**Instructions to follow**
Nothing but the lines from the one containing "Target: arm sleeve" to the end of the records below should be output, each exactly as written.

[Records from a dataset]
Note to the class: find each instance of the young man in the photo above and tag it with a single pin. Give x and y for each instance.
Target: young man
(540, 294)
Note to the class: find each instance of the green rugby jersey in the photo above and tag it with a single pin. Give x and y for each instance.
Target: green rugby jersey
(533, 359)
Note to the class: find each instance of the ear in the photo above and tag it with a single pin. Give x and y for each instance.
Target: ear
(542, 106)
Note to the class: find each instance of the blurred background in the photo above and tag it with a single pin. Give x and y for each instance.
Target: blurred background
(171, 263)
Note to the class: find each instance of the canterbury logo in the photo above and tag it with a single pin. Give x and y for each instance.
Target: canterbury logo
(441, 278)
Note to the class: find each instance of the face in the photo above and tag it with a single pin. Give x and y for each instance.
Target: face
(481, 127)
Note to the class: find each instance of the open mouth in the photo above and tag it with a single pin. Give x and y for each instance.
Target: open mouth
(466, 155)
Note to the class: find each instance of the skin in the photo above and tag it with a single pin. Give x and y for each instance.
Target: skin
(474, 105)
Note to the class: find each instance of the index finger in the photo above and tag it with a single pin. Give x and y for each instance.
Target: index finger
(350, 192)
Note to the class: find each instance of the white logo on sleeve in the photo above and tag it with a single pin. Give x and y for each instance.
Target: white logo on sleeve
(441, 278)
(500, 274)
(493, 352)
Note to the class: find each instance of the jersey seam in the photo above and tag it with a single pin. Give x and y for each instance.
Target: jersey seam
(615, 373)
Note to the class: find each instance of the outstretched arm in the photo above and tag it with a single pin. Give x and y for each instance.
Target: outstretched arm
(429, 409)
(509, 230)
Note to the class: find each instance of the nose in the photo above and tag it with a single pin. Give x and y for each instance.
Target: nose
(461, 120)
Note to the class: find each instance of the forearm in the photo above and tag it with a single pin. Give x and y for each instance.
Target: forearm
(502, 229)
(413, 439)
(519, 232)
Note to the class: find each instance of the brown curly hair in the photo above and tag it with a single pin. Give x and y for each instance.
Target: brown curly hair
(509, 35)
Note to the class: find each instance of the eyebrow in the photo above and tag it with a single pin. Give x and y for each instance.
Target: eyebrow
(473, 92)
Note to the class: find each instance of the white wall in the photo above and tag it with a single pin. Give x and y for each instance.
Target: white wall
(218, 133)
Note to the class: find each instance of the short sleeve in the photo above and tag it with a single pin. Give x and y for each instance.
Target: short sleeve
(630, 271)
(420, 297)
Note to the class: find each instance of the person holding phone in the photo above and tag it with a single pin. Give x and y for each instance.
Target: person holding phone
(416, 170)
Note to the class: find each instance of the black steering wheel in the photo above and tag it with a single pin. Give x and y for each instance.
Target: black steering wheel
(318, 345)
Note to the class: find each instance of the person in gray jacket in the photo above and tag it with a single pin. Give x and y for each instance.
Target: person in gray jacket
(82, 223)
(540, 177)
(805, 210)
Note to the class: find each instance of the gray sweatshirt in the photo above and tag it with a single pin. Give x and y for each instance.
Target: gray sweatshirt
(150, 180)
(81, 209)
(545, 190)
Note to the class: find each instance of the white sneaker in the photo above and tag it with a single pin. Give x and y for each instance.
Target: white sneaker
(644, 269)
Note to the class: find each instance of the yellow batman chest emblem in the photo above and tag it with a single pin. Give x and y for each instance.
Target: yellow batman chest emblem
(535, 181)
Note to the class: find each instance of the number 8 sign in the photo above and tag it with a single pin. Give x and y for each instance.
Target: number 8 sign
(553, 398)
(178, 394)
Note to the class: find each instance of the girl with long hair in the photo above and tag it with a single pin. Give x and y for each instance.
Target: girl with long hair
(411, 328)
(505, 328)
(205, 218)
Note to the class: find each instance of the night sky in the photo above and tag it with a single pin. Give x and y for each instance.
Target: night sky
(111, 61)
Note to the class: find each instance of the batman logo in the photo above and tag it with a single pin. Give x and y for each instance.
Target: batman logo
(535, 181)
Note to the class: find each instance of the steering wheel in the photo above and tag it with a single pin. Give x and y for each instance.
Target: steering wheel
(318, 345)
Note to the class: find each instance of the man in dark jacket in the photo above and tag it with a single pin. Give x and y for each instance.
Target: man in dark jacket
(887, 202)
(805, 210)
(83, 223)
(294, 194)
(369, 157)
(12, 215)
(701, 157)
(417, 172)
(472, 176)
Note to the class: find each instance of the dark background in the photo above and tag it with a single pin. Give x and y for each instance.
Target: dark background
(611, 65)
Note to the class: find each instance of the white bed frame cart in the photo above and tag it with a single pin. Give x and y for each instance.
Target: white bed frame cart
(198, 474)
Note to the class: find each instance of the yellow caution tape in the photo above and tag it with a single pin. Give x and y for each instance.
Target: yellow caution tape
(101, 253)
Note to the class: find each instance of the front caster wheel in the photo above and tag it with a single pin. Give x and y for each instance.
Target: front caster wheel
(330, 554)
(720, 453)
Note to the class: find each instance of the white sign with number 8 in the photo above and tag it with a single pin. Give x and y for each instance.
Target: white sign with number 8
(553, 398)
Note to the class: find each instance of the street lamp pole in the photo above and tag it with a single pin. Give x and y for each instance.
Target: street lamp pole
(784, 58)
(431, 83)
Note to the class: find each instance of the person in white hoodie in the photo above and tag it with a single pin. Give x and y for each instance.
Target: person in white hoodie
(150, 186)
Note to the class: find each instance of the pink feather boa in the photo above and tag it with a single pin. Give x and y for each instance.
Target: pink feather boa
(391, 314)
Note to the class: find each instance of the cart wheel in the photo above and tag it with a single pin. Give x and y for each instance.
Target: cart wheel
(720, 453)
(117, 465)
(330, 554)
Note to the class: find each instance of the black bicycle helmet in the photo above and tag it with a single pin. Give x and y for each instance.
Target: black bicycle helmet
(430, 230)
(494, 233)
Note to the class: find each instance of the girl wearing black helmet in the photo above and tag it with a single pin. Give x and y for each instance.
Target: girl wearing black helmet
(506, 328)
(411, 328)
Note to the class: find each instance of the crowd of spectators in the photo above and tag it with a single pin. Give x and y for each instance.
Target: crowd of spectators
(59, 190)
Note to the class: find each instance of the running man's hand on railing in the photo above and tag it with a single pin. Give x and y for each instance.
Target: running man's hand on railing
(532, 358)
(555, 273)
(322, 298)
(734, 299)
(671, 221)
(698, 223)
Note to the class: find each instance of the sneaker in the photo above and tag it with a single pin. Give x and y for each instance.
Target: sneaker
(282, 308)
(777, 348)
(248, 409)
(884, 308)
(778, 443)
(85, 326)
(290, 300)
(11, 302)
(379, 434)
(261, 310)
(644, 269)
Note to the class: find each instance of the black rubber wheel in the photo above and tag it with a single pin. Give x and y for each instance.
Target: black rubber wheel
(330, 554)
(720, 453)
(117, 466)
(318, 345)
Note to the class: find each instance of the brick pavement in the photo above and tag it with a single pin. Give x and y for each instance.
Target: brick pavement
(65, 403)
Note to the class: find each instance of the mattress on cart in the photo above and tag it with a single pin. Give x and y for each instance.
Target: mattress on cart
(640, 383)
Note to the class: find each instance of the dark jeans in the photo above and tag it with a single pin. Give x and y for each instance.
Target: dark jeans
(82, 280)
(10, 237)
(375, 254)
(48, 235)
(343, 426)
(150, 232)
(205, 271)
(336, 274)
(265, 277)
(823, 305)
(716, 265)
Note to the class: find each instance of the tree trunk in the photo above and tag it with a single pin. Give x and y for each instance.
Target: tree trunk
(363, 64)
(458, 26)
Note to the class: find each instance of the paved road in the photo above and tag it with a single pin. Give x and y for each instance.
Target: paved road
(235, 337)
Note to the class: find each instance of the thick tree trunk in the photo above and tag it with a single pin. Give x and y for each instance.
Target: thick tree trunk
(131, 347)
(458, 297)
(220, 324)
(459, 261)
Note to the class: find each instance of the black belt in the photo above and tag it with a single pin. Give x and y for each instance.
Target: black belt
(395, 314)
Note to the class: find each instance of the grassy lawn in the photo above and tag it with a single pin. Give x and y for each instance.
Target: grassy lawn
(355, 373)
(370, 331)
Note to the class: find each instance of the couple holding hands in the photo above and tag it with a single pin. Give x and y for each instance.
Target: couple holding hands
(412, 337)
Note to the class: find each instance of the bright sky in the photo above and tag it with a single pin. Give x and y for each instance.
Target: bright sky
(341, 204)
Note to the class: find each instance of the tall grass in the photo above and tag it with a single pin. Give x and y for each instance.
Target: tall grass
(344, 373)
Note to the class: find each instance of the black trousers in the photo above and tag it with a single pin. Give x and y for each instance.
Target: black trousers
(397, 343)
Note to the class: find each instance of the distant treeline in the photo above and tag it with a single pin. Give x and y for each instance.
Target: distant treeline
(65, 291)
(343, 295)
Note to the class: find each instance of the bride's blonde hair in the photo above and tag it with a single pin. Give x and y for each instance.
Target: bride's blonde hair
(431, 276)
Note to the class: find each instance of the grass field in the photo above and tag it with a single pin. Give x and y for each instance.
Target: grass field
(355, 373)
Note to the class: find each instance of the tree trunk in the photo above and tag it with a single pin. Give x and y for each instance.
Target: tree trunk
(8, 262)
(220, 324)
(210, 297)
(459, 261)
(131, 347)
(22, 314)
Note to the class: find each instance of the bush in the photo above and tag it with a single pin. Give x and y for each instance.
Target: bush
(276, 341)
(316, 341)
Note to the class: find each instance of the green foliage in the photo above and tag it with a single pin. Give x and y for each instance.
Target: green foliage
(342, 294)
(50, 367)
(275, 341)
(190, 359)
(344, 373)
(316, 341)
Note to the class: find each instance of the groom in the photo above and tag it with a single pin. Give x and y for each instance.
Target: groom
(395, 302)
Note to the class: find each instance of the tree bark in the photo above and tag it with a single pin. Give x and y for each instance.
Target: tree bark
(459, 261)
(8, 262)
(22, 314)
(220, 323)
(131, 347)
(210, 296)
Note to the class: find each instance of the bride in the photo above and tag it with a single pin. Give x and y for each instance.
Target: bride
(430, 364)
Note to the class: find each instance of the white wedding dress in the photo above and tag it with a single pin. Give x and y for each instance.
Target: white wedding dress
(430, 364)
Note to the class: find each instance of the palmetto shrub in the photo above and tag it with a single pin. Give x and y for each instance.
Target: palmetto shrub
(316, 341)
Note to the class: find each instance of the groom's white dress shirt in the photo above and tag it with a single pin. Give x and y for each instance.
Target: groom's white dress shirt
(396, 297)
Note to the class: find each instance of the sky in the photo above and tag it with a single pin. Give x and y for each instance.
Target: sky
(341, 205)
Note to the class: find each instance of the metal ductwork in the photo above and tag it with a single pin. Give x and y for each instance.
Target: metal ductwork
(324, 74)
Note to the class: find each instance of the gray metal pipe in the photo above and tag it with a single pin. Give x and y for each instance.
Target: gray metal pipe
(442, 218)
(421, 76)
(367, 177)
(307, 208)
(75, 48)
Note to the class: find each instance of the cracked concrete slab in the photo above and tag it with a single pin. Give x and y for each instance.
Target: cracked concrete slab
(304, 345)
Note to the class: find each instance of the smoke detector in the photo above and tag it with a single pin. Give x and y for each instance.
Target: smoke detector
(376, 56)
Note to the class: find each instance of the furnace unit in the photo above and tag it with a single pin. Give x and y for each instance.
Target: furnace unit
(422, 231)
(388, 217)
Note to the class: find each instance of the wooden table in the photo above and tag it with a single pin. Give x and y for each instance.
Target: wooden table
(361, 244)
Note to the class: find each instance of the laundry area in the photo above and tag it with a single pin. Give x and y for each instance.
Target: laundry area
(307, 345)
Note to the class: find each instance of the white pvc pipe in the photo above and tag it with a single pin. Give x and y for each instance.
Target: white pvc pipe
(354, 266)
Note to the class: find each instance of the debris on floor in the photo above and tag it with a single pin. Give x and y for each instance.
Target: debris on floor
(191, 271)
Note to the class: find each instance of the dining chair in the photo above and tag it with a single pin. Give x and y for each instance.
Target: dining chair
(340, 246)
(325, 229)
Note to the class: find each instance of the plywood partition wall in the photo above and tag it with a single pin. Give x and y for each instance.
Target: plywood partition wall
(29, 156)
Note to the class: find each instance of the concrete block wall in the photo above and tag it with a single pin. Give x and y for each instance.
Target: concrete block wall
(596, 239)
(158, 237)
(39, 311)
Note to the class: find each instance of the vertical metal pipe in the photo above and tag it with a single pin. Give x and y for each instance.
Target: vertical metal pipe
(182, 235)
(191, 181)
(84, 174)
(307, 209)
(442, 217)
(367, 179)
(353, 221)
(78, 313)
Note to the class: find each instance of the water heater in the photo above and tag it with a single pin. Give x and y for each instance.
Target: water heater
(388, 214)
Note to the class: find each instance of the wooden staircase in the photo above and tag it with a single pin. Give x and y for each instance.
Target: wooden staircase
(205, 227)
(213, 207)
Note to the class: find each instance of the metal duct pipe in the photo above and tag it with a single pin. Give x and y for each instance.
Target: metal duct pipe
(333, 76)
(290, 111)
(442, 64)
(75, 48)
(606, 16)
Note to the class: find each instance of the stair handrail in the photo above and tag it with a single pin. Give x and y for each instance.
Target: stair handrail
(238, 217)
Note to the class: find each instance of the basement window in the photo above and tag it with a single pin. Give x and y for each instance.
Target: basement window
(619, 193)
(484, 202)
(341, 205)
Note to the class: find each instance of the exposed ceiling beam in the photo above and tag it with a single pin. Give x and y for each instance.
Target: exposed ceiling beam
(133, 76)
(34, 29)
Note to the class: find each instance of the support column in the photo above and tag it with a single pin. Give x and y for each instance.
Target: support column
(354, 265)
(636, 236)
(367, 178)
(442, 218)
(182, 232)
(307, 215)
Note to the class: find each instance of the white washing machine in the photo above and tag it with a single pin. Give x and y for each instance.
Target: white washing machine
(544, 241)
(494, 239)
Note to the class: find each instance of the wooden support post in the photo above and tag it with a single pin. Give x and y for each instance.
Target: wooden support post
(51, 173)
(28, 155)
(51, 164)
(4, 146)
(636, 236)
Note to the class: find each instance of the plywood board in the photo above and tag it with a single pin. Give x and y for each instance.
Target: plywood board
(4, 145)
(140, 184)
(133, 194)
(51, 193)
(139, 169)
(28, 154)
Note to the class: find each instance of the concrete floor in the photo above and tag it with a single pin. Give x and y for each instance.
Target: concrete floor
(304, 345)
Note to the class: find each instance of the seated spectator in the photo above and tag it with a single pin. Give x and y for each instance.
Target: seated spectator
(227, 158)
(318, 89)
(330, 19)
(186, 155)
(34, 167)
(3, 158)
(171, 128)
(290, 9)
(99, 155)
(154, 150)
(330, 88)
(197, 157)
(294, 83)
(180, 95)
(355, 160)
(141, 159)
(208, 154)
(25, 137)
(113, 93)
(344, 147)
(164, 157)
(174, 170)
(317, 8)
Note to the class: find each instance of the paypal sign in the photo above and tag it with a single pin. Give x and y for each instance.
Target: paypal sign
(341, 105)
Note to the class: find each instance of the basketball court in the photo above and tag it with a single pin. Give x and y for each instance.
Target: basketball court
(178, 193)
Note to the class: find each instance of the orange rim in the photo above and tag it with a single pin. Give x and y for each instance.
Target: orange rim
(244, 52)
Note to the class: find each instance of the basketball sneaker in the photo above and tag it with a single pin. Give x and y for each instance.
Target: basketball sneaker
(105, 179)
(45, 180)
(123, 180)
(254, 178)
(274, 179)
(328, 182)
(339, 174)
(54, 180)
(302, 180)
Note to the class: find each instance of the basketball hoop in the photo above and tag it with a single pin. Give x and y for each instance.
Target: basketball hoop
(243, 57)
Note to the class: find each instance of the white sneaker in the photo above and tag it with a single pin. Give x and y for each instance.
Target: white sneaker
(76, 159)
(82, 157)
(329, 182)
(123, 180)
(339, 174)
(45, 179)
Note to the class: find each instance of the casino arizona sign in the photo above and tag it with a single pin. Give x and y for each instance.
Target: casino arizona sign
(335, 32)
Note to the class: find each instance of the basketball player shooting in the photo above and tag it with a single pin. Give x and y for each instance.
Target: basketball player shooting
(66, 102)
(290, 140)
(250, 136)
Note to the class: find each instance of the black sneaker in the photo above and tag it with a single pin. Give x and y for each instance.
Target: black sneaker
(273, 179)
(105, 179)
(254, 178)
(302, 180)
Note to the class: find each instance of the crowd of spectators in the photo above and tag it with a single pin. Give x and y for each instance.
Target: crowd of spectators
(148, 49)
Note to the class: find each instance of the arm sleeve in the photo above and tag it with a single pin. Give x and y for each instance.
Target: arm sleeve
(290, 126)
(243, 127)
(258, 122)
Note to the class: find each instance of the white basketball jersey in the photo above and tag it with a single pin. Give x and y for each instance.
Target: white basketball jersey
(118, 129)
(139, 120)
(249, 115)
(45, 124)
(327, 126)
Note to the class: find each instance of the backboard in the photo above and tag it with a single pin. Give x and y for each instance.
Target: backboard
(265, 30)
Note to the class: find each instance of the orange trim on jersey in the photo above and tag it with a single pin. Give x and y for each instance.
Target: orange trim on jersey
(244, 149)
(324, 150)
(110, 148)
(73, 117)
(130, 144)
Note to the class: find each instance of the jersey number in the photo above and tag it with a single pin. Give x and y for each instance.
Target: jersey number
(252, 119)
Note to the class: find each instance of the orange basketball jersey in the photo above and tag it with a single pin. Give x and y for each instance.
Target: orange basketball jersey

**Answer to this problem**
Target: arm sleeve
(290, 126)
(243, 127)
(258, 122)
Note to the class: find each instance of the white basketball jersey in the photo above and tag it with a single pin. Give x and y for each instance.
Target: white basketball jersey
(118, 129)
(139, 120)
(249, 115)
(45, 124)
(327, 126)
Note to the class: find each instance of the backboard in the photo above and tag it with a single pin. Give x and y for each instance.
Target: backboard
(265, 30)
Note to the class: find each instance of the orange trim on jersey in the photo above and tag it with a single pin. Give x and y for each instance.
Target: orange trim on jersey
(244, 149)
(324, 150)
(110, 148)
(73, 117)
(130, 144)
Note to the class: find each instance of the jersey number in the photo above and tag it with a single pin. Give x and y for each instance.
Target: jersey number
(252, 119)
Note to the class: find each instance of the orange basketball jersey in the photo above and tag it with a single pin. Give x and y for each instance.
Target: orange basketball jersey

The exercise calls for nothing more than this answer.